SOURCE EXTRACT:
-- Opening Marker --
More home buyers are paying in cash
More homebuyers are paying cash and avoiding taking out mortgages, in what could be a longer-term structural change for the real estate market.
What's happening: About a third of all homebuyers in July paid cash.
- That's down slightly from a peak earlier this year but still much higher than both pre-pandemic times and all of the 2021 buying frenzy, according to a Redfin analysis of county records across 41 of the biggest metro areas.
The big picture: There are a few reasons cash buyers make up a larger share of the market, Redfin deputy chief economist Taylor Marr tells Axios.
- Competition: The competitive housing market favors cash buyers who are more likely to win in a bidding war for a home over mortgage borrowers.
- Remote work arbitrage: In the remote work landscape, well-paid workers moved out of pricey areas to more affordable regions and they paid for homes with cash. This phenomenon has slowed but is still going on.
-- Closing Marker --
QUESTIONS ON THE MATERIAL:
1. Do these statements agree with the article on cash home buyers? Answer yes or no for each, quoting the words of the article that decide it. (a) About a third of homebuyers in July paid cash. (b) July's share of cash buyers was the highest so far this year. (c) Well-paid remote workers have stopped moving to more affordable regions.
2. According to the article on cash home buyers, why does a competitive housing market favor cash buyers? Answer in one to three sentences.
3. Resume the article on cash home buyers after its last sentence.

PROVIDED MATERIAL:
-- Opening Marker --
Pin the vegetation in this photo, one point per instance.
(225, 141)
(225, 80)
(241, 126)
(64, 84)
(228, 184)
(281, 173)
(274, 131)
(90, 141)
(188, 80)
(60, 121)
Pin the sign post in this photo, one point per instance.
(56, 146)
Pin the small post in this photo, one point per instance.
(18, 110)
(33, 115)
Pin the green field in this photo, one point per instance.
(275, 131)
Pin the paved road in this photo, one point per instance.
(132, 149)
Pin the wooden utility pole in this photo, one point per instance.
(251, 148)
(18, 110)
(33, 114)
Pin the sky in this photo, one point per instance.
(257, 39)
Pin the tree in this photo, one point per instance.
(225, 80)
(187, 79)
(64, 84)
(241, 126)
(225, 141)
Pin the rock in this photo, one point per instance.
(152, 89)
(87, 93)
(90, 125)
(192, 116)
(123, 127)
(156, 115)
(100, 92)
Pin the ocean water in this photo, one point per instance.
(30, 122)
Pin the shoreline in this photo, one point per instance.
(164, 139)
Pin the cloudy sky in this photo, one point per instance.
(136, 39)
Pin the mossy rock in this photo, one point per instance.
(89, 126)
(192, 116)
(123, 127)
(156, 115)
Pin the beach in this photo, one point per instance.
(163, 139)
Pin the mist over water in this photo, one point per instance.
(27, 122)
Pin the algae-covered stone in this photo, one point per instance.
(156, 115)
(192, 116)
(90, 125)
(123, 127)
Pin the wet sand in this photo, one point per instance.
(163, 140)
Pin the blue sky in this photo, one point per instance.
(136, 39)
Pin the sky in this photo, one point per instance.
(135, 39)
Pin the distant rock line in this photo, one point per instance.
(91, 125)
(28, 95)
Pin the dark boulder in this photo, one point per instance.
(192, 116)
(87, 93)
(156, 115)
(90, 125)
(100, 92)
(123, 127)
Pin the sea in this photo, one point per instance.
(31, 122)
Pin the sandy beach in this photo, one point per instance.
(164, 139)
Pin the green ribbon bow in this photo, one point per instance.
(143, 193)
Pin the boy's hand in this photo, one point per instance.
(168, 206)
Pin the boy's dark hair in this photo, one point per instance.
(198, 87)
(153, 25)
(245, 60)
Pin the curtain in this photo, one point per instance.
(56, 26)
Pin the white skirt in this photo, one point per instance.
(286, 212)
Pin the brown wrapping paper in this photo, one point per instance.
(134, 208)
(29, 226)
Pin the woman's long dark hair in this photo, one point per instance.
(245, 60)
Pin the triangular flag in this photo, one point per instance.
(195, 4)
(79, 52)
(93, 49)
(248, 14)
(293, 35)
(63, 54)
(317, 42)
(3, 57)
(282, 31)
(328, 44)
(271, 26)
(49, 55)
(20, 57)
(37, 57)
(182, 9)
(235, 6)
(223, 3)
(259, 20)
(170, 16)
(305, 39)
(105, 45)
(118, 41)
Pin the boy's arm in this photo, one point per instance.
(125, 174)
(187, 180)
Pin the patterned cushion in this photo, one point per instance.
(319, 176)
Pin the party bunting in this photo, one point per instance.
-- Closing Marker --
SOLVED PROBLEMS:
1.
(a) Yes: "About a third of all homebuyers in July paid cash."
(b) No: "That's down slightly from a peak earlier this year"
(c) No: "This phenomenon has slowed but is still going on."

2. Cash buyers are more likely than mortgage borrowers to win a bidding war for a home.

3.
- Investors: There are more investors in the market now. And even as the homebuying market for individuals cools — with average 30-year mortgage rates now at more than 6% — investors continue to buy homes to rent out in a still-hot rental market. Three-quarters of investor purchases are made with cash, according to Redfin.
Meanwhile, more buyers are paying cash for second-home purchases because of moves the Biden administration has made to encourage more lending to first-time buyers. Lending to second homebuyers can often crowd out other borrowers.
- Back in April, housing regulators increased the fees on second-home loans fairly significantly with that aim in mind.
- The move pushed some vacation homebuyers to turn to cash or alternative financing, like tapping an existing home equity line of credit and using that cash to pay for another house.